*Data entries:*
####################
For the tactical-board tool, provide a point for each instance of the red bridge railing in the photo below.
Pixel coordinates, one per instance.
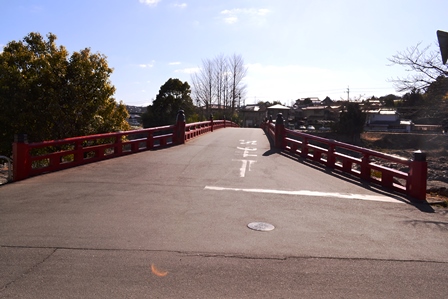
(30, 159)
(392, 172)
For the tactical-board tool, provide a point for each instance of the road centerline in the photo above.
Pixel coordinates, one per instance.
(308, 193)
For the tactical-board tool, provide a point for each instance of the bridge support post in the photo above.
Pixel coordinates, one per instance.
(279, 132)
(21, 157)
(179, 134)
(418, 173)
(211, 122)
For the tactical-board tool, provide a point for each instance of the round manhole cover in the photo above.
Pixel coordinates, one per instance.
(261, 226)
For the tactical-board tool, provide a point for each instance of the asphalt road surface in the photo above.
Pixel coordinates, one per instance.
(173, 223)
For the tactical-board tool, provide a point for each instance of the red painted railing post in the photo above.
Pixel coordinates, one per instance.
(418, 173)
(280, 132)
(211, 122)
(365, 168)
(21, 157)
(331, 159)
(179, 128)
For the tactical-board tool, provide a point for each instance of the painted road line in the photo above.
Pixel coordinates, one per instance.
(309, 193)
####################
Repeat exactly and only the lines from the start of the data above through the line that holds "railing post in the photo above.", inclusive. Pictures do not belong in the copy.

*PROBLEM SOLUTION:*
For the tactical-board tool, provide a point for each instance of the red bridge railing in the photo below.
Pixel coordinates, one per instance.
(30, 159)
(392, 172)
For the tactical-board tool, provide a point for each instance of the road centerline in the photo above.
Pixel coordinates, one per instance.
(308, 193)
For the tactical-board tool, provide a point for each instance of the bridge support post in the photo above.
Pixel coordinates, one per instance.
(279, 132)
(21, 157)
(179, 134)
(418, 173)
(211, 122)
For the tactical-board tool, provide a point for each instance of the round manhole cover in the photo above.
Pixel coordinates, one per instance.
(261, 226)
For the tactical-board tool, provide a point for each instance of the asphalt road surface in the photo above.
Pixel coordinates, one per instance.
(173, 223)
For the tactical-board tool, provide a point for each instance of the red painted railing post in the photo above.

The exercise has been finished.